Can you convert the data below into a JSON list of strings, one string per line, with blank lines left out?

------------------------------------

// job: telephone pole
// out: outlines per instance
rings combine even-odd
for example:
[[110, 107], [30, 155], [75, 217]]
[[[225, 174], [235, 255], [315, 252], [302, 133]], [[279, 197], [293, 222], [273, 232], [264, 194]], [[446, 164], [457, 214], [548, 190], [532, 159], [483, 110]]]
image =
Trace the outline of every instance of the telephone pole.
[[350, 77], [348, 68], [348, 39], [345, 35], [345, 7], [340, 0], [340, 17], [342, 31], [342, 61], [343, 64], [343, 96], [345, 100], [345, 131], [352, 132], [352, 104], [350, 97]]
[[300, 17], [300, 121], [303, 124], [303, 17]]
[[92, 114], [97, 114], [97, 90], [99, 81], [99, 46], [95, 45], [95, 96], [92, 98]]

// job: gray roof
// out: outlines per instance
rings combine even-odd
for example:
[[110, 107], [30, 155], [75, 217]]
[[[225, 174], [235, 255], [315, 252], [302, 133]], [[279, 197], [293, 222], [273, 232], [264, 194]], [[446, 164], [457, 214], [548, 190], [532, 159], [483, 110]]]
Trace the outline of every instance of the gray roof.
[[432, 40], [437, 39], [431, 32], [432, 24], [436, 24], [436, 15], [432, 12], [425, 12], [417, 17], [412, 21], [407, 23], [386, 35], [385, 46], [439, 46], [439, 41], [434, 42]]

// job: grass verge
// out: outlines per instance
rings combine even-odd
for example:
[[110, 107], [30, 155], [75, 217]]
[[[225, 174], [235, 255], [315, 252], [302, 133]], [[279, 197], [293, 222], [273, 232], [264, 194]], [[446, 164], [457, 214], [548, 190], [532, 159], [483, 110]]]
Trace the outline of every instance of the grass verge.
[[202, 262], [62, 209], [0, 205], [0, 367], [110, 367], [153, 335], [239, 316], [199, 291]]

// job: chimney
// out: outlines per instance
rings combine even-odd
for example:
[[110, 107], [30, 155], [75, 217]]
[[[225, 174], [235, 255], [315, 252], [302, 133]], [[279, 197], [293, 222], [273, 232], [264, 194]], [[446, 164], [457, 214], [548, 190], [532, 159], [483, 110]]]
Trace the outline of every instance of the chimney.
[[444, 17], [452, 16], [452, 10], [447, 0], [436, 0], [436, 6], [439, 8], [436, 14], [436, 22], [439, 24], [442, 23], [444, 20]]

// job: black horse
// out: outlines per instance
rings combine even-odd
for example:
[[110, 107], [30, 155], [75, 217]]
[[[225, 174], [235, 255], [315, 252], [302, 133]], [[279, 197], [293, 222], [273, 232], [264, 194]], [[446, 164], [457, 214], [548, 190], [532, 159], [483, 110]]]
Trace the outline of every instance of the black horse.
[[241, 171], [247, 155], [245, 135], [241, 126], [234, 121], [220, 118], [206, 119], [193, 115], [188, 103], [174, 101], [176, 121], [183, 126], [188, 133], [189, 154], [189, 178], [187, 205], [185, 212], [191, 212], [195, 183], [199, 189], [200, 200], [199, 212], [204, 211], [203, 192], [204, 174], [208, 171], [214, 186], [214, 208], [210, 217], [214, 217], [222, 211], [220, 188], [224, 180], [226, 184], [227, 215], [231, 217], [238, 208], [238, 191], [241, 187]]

------------------------------------

▸ Written answer
[
  "// job: telephone pole",
  "// out: outlines per instance",
  "rings combine even-odd",
  "for example:",
  "[[110, 107], [30, 155], [75, 217]]",
  "[[[225, 174], [235, 255], [315, 252], [302, 133]], [[279, 197], [293, 222], [273, 232], [264, 194]], [[446, 164], [457, 214], [548, 190], [532, 159], [483, 110]]]",
  "image =",
  "Trace the outline of every instance of the telephone pole.",
  "[[350, 77], [348, 68], [348, 39], [345, 35], [345, 7], [340, 0], [340, 17], [342, 31], [342, 61], [343, 64], [343, 96], [345, 100], [345, 131], [352, 132], [352, 104], [350, 97]]",
  "[[300, 17], [300, 121], [303, 124], [303, 17]]",
  "[[92, 114], [97, 114], [97, 90], [99, 81], [99, 46], [95, 45], [95, 96], [92, 98]]",
  "// job: gray roof",
  "// out: outlines per instance",
  "rings combine even-odd",
  "for example:",
  "[[110, 107], [30, 155], [75, 217]]",
  "[[[225, 174], [235, 255], [315, 252], [302, 133]], [[279, 197], [293, 222], [273, 232], [264, 194]], [[446, 164], [457, 214], [548, 190], [532, 159], [483, 110]]]",
  "Trace the outline of every instance of the gray roof.",
  "[[432, 40], [437, 39], [431, 32], [432, 24], [436, 24], [436, 15], [432, 12], [425, 12], [417, 17], [412, 21], [407, 23], [386, 35], [385, 46], [439, 46], [439, 41], [434, 42]]",
  "// job: grass verge",
  "// out: outlines per instance",
  "rings combine even-odd",
  "for example:",
  "[[110, 107], [30, 155], [75, 217]]",
  "[[[225, 174], [235, 255], [315, 252], [302, 133]], [[279, 197], [293, 222], [273, 232], [264, 194]], [[446, 164], [457, 214], [548, 190], [532, 159], [483, 110]]]",
  "Trace the outline of every instance of the grass verge.",
  "[[202, 262], [62, 209], [0, 205], [0, 367], [110, 367], [153, 335], [239, 316], [199, 291]]",
  "// job: chimney",
  "// out: outlines per instance",
  "rings combine even-odd",
  "for example:",
  "[[110, 107], [30, 155], [75, 217]]",
  "[[[225, 174], [235, 255], [315, 252], [302, 133]], [[279, 197], [293, 222], [273, 232], [264, 194]], [[446, 164], [457, 214], [548, 190], [532, 159], [483, 110]]]",
  "Trace the outline of every instance of the chimney.",
  "[[444, 17], [452, 16], [452, 10], [447, 0], [436, 0], [436, 6], [439, 8], [436, 14], [436, 22], [439, 24], [442, 23], [444, 20]]",
  "// job: black horse",
  "// out: outlines per instance",
  "rings combine even-odd",
  "for example:",
  "[[110, 107], [30, 155], [75, 217]]",
  "[[[225, 174], [235, 255], [315, 252], [302, 133]], [[279, 197], [293, 222], [273, 232], [264, 194]], [[446, 164], [457, 214], [548, 190], [532, 159], [483, 110]]]",
  "Trace the outline of every instance of the black horse.",
  "[[241, 171], [247, 155], [245, 135], [241, 126], [234, 121], [220, 118], [206, 119], [193, 115], [188, 103], [174, 101], [176, 121], [183, 126], [188, 133], [189, 154], [189, 178], [187, 205], [185, 212], [191, 212], [195, 183], [199, 189], [200, 200], [199, 212], [204, 211], [203, 192], [204, 174], [208, 171], [214, 186], [214, 208], [210, 217], [214, 217], [222, 211], [220, 188], [224, 180], [226, 184], [227, 215], [231, 217], [238, 208], [238, 191], [241, 187]]"
]